Exercise: Nothing is to be left out; print all the entries exactly.

Referring expression data:

===

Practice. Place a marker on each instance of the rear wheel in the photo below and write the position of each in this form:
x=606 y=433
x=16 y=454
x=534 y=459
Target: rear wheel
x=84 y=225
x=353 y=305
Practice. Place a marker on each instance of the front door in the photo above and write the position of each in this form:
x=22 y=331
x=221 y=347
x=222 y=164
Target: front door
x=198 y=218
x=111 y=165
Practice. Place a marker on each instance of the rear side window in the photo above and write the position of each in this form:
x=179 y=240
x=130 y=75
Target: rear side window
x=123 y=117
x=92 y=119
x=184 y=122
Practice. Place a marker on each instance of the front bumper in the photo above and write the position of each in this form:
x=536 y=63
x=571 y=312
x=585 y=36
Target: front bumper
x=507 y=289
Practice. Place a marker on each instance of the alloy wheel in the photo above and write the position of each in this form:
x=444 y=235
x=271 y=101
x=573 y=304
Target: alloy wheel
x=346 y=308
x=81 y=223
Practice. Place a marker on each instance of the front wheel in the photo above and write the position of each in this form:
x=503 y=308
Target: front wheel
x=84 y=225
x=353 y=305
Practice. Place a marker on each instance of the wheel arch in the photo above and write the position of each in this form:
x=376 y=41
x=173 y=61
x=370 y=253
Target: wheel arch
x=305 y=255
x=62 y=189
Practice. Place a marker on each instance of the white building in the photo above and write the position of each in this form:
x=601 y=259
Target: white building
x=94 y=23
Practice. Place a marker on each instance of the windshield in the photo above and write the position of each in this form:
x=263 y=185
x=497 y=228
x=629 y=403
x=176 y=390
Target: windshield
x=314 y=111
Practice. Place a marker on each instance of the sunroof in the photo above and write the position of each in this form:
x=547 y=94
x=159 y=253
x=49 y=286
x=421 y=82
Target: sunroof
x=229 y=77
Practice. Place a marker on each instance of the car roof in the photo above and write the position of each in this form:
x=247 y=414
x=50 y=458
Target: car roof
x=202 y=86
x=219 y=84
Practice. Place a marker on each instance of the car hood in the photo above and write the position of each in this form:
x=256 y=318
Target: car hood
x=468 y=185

===

Answer to the exercise:
Practice. Place a marker on each instance of the rear wheel in the photo below and write the position of each in this form:
x=606 y=433
x=16 y=454
x=534 y=459
Target: rear wheel
x=84 y=225
x=353 y=305
Practice. Place a marker on each instance of the front door in the photo above and write the position of each in this form:
x=22 y=331
x=221 y=347
x=222 y=164
Target: front door
x=198 y=218
x=111 y=165
Practice. Place a marker on each instance of the rear side window in the photo above and write the position of each in this form:
x=179 y=240
x=130 y=75
Target: rear side window
x=123 y=117
x=92 y=119
x=184 y=122
Practice. Place a marker on each instance of the front bumper in the photo above and write the position of each in this form:
x=536 y=63
x=571 y=312
x=585 y=36
Target: front bumper
x=507 y=289
Practice. Place a marker on each instance of the alloy wheel in the photo above and write the position of each in this form:
x=444 y=235
x=271 y=101
x=573 y=304
Target: alloy wheel
x=346 y=308
x=81 y=223
Practice. Place a marker on each instance of the front wheel in the photo above and write the position of each in this form:
x=503 y=308
Target: front wheel
x=84 y=225
x=353 y=305
Practice. Place a marker on each instance of the wheel arch in the photo above and write the position of each in this form:
x=376 y=41
x=173 y=61
x=370 y=253
Target: wheel arch
x=305 y=255
x=62 y=189
Practice. Place a marker on each instance of the white building in the photo above and write the position of each in this form:
x=601 y=259
Target: white building
x=94 y=23
Practice. Place a marker on each instance of the windshield in the photo above and write the position of each in this form:
x=263 y=185
x=497 y=228
x=629 y=403
x=176 y=390
Target: windshield
x=314 y=111
Practice. Place a marker on each instance of the sunroof in the photo above and write the position of each in this form:
x=547 y=94
x=159 y=253
x=49 y=286
x=421 y=82
Target: sunroof
x=229 y=77
Practice. Place a marker on each instance of the car roof in the photo above and write the position of each in this form:
x=247 y=414
x=50 y=458
Target: car roof
x=202 y=86
x=219 y=84
Practice. Place a marker on each instance of the car hood in the photo above and write the position of each in this form:
x=256 y=318
Target: car hood
x=468 y=185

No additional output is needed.